SOURCE EXTRACT:
********************

I remember back when I was shopping for a saw, and what my concerns were for each. I really liked the DeWalt fence system. But having used one for a long time I knew the motor ran rough and the cabinet was cheap and thin. I believe redesigned Makita and Porter Cable table saws were just introduced. Neither seemed to have a grasp on their new designs, both of which featured the extendable fence, so they were just too clunky and seemed cheaply produced. The Ridgid was a serious contender and I went back and forth over it. In the end I decided the Ridgid was just too bulky; I have a lot of tools to fit in my truck already. I finally chose the Bosch for multiple reasons. The table size is large (it is sometimes my makeshift workbench on-site) and with the front and side extensions makes it easy to rip plywood. I like the soft start motor which is reasonably quite and very smooth. It just feels well built (for an aluminum and plastic table saw). It has great storage and dust collection. The gravity rise stand is without a doubt superior to all others when it comes to set-up/clean-up/transport but the pneumatic wheels can make it a bit tippy when ripping very hard stock. The final straw was the price; I got it with the stand and the side extension for $600 which was an unbelievable deal back then.

********************

GIVEN EXERCISE: Continue the table saw account from its last sentence. The lines have nothing to do with the table saw account.

PROVIDED MATERIAL:
********************

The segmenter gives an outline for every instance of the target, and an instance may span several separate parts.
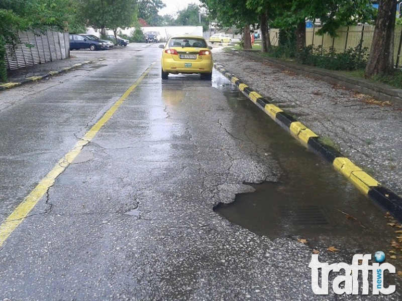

********************

EXERCISE OUTPUT:
Was in HD again yesterday. While there I looked at the saw again.

1. Have you had an issue with the measuring tape that runs over the front rail?
2. How accurate is the distance gauge in the fence in comparison to measuring between the blade and the fence?
3. Any issues cutting hardwood (i.e. oak, maple)?
4. Do you know what horsepower the motor is?

Thank you Phil for your patience with my questions!!!!

Stan

Phil Howard said:
Don't get me wrong, the Bosch is a great product but to get a setup similar to the Ridgid you will pay $300-400 more for the Bosch. That's what helped make my decision easier.

Stanley C. Pearse said:
Thanks again Phil. I stopped by at HD last night on my way home from work and took a gander at it. You are right about the dust collection system...very simular to the Bosch.

I am intrigued about the Lifetime Warranty...have you seen any issues with it? Thinking about it...if Bosch is such a great product why don't they have one on their saw??? Hummmm.....

Phil Howard said:
The dust collection is great on it. Also, when you fold the saw/stand into the stored position it only takes up a few square feet of space. From all of the reviews I've read it looks like Ridgid used the Bosch as it's benchmark... they are both very similar.

Stanley C. Pearse said:
Thanks Phil. I will look into this saw.

One question...how is the dust collection / evacuation working on the saw?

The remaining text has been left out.